# Advanced SQ Seminar - Houston - July 18, 19



## Mark Eldridge (Jul 23, 2008)

Hey Everyone,

We will be presenting the Advanced Sound Quality Seminar in the Houston area on Sat/Sun, July 18, 19. 

Anyone interested in attending, please call or e-mail me as soon as possible. (918-810-2535, [email protected]). I can send you complete information, location map, driving directions, schedules, outlines, pricing, etc. 

You can also check out the other threads related to the Advanced SQ Seminar in this forum. You'll find the complete outline, and there have been soem really good discussions on them that can give you a good feel for what we do.

Yes... I know... This is last minute... But we couldn't get a good room to present in until a few days ago. But, Rick Paul at Fry's Electronics helped coordinate using their training room, which is acoustically excellent, has theater seating, and plenty of room to set up all the experiments and demonstrations.

Thanks!


Mark Eldridge
Mobile Soundstage Engineering
[email protected]
(918) 810-2535


----------



## doitor (Aug 16, 2007)

Shopping trip for my wife coming soon.
I'm really interested.
I went to the one in DFW and it was amazing.
The best investment I've made.

▶ Given entries
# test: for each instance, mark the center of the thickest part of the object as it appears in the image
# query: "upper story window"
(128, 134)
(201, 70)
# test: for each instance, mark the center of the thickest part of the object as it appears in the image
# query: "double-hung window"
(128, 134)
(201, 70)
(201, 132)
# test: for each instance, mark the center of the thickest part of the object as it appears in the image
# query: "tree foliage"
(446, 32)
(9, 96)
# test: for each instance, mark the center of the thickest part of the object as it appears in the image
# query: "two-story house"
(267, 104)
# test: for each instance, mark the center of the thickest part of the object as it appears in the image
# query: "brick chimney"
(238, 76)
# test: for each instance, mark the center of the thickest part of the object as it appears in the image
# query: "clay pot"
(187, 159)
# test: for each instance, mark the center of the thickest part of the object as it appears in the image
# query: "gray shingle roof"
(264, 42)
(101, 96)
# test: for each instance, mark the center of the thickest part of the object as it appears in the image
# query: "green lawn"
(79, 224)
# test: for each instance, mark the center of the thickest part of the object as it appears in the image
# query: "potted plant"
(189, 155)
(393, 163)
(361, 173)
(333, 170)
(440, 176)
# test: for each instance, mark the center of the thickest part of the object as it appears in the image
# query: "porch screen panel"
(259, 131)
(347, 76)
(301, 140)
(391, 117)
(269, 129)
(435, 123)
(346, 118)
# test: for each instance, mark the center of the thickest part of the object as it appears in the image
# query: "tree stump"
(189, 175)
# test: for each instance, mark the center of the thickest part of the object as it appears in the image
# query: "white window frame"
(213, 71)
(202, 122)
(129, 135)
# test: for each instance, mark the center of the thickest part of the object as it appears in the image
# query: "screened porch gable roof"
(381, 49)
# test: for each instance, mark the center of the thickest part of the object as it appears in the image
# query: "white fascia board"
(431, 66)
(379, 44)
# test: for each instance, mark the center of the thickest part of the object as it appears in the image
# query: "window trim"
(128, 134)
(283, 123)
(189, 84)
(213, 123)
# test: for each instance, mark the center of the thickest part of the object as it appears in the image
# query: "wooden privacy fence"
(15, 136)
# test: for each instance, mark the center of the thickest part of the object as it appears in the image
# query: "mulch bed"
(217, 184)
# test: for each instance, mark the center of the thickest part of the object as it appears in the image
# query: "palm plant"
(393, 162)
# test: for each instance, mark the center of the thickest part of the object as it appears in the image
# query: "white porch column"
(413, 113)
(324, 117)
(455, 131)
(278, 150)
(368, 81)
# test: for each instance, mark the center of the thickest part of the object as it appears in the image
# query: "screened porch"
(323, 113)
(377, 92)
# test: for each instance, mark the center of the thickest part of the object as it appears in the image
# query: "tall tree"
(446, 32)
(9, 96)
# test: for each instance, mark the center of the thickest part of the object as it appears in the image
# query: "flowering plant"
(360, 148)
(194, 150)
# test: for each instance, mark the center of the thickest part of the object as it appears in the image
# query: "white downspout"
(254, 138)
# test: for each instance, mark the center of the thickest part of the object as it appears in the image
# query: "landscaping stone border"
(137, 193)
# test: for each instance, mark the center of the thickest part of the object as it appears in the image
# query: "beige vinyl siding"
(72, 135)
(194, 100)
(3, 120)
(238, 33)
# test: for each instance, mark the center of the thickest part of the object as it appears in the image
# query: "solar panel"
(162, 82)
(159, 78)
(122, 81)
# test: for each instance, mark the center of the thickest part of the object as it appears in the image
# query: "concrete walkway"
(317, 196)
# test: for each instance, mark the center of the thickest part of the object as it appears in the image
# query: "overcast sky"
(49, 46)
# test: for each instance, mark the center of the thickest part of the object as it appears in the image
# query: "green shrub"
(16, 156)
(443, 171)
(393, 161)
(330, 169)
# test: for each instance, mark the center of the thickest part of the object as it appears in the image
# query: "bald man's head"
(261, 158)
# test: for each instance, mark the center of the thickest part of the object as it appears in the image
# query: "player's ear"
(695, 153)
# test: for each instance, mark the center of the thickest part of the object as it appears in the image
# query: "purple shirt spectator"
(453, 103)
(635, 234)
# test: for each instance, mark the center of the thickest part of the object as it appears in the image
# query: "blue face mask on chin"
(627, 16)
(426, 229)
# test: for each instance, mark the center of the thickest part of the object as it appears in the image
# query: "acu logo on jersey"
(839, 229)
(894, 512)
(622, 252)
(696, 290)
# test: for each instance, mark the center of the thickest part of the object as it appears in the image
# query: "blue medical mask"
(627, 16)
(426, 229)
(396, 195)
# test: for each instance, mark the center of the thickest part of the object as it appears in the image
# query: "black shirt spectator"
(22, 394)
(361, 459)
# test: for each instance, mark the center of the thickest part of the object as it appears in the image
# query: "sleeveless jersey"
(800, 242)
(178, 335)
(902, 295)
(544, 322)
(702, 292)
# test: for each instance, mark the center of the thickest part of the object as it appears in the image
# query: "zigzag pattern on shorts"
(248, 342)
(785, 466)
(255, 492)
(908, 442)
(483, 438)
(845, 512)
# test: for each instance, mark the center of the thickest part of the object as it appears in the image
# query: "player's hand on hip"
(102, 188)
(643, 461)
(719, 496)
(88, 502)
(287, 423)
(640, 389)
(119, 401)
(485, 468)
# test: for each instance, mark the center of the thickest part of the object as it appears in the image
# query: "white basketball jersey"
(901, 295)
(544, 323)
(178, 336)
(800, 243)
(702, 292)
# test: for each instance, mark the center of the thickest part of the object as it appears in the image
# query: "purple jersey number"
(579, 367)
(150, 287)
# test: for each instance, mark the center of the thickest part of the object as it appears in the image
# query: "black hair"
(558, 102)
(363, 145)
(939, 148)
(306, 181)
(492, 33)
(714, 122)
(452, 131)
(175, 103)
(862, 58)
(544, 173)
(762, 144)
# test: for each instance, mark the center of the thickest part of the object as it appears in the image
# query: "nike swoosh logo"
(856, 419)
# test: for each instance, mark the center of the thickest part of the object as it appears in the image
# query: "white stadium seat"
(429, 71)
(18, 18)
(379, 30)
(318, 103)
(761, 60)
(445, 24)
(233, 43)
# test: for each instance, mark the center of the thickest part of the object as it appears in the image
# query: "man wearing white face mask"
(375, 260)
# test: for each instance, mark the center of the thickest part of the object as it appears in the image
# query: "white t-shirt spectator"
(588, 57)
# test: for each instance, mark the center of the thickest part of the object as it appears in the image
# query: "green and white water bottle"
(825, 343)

▶ Objectives
1. Gather every line of the listing that contains the word "black".
2. Go on with the seminar thread, picking up after its last line.
The seminar thread and the listing are unrelated to each other.

▶ Outputs by task
1.
# query: "black shirt spectator"
# query: "black hair"

2.
I would love to take it again.

J.


----------



## ///Audience (Jan 31, 2007)

email sent! i was just reading the other thread on this, wishing yall would do one in Tejas


----------



## doitor (Aug 16, 2007)

BassBaller5 said:


> email sent! i was just reading the other thread on this, wishing yall would do one in Tejas


You are to young to go.
At least that what it says under your avatar.
LOL.

J.


----------



## Neon (Jul 7, 2009)

Thank you!


----------



## ///Audience (Jan 31, 2007)

doitor said:


> You are to young to go.
> At least that what it says under your avatar.
> LOL.
> 
> J.


dont be hating on the infants! Are you looking at going to this one too?


----------



## doitor (Aug 16, 2007)

BassBaller5 said:


> dont be hating on the infants! Are you looking at going to this one too?


Yes.
Check post #2.

J.


----------



## drtool (Nov 26, 2007)

Like Doitor said the best money you will ever spend in car audio. And about the only thing you can buy and not have to sell it at a loss.But it will keep the former at a minimun. Thumbs up.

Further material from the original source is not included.